TEKS KUTIPAN >>

Sebelum membicarakan bagaimana sifat Rasulullah SAW. terlebih dahulu akan ditinjau bgaimana kondisi dunia saat kelahirannya. Dikatakan oleh Fazlur Rahman, bahwa Pada abad ke-5 dan ke-6 Masehi dunia beradab telah mendekati tahap kekacauan kultur-kultur lama yang emosional telah memungkinkan tegaknya suatu peradaban, karena suatu naluri kesatuan dan ketaatan manusia atas peraturan-peraturannya telah hancur dan tak satupun yang ditemukan cukup memadai untuk menggantikan kedudukannya. Peradaban pada saat itu diumpamakan oleh J.H. Dension bagai sebatang pohon raksasa yang daun-daunnya melingkupi dunia dan cabang cabangnya telah melahirkan buah-buahan emas berbentuk seni, ilmuwan, dan literatur, telah membusuk sampai ke dalamnya. Sedang di dunia Arab sendiri terjadi pemerkosaan dan perampokan, dan kematian dianggap sebagai akhir dari eksistensi, maka tidak ada yang dinamakan ganjaran untuk kebaikan serta hukuman untuk kejahatan. Kebejatan-kebejatan moral dan religius juga dilakukan oleh mereka. Pada saat yang demikian, lahirlah Muhammad SAW yang kemudian dipilih oleh Allah SWT. sebagai Rasul-Nya. (Fazlur Rahman, 1983)
Tentang akhlak Muhammad SAW. secara tegas dijelaskan oleh sebuah hadits bahwa akhlaknya adalah Al-Qur'an dan Al-Qur'an sendiri menyifati akhlaknya sebagai Akhlak Yang Mulia (Al-Qalam/ 68: 4). Akhlak beliau yang demikian itu dijabarkan oleh Muhammad al-Hufy dalam bukunya Min akhlak al-Nabi, yang secara panjang lebar dijelaskan bahwa beliau berakhlak: saja'ah, karam, adl, iffah, shidqu, amanah, shabr, afwu, thib al-isyrah, hubbu al-amal, bisyru wa al-fukaha (pemberani, pemurah/dernawan, adil, menjaga diri, jujur, dapat dipercaya, sabar, pemaaf, ramah, gemar beramal, ceria dan lain sebagainya. (Ahmad Muhammad al-Hufy (terj.], 1978).

TUGAS TERTULIS >> Pada teks kutipan, sebutkan semua bentuk buah-buahan emas yang dilahirkan cabang-cabang pohon raksasa dalam perumpamaan tentang peradaban. Catatan ini diambil dari sumber yang berbeda.

CATATAN DATA >>
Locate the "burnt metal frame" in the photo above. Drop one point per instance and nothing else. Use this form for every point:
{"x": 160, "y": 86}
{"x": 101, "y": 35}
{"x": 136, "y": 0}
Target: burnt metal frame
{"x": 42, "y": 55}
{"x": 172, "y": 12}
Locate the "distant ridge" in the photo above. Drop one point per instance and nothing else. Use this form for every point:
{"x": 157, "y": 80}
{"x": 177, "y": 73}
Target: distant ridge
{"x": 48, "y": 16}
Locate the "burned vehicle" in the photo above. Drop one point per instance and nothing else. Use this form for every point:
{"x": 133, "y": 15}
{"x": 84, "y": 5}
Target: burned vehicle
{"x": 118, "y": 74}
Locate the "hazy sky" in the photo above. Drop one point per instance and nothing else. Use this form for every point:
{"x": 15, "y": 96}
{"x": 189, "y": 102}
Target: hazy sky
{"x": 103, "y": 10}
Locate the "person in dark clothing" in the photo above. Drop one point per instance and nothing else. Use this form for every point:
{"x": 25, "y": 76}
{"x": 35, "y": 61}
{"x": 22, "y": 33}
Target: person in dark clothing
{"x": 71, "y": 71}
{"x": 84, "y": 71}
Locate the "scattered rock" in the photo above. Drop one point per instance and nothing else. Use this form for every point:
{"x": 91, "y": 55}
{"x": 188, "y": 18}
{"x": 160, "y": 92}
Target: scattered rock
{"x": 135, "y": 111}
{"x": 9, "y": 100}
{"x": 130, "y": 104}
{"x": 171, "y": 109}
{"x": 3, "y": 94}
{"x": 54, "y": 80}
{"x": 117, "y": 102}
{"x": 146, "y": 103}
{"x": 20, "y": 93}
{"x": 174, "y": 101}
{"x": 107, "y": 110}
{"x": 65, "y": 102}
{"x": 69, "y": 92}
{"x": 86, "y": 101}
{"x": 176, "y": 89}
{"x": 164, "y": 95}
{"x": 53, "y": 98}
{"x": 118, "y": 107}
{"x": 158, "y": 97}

PENYELESAIAN SOAL >> Seni, ilmuwan, dan literatur.